Which lines in the material below contain the word "query"? Copy each of them.
Data for analysis section start
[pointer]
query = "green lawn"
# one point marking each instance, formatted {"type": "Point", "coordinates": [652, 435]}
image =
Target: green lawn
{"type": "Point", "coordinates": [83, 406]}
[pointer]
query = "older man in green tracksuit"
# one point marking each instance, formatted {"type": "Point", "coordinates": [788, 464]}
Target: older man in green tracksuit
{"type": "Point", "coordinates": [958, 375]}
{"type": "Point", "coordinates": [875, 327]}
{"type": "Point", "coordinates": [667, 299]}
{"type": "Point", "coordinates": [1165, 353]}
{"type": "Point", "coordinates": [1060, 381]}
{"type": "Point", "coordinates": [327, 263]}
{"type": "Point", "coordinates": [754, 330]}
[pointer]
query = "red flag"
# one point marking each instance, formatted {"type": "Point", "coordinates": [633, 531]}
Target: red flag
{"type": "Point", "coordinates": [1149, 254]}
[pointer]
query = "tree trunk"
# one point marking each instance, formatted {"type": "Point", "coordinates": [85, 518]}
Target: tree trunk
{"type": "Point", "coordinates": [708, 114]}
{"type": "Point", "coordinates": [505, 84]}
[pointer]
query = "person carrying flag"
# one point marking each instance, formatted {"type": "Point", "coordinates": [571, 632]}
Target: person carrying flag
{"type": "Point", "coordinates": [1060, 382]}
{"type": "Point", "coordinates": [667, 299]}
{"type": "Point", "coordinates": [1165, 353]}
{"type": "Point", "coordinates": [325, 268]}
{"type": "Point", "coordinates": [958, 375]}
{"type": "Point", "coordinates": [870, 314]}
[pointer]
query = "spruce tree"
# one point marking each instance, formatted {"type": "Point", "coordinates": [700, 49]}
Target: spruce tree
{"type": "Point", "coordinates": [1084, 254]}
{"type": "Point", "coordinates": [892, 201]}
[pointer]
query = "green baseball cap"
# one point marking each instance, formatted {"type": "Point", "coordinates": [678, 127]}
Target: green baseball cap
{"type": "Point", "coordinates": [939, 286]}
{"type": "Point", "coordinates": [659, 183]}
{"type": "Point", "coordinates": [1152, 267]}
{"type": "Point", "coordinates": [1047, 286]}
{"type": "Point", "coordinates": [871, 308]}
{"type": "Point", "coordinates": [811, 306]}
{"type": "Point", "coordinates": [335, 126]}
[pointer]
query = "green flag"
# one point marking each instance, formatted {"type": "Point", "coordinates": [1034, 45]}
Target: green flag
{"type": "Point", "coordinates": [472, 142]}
Data for analysis section end
Exercise output:
query = "green lawn"
query = "older man in green tracksuit"
query = "red flag"
query = "tree trunk"
query = "person carrying flag"
query = "spruce tree"
query = "green baseball cap"
query = "green flag"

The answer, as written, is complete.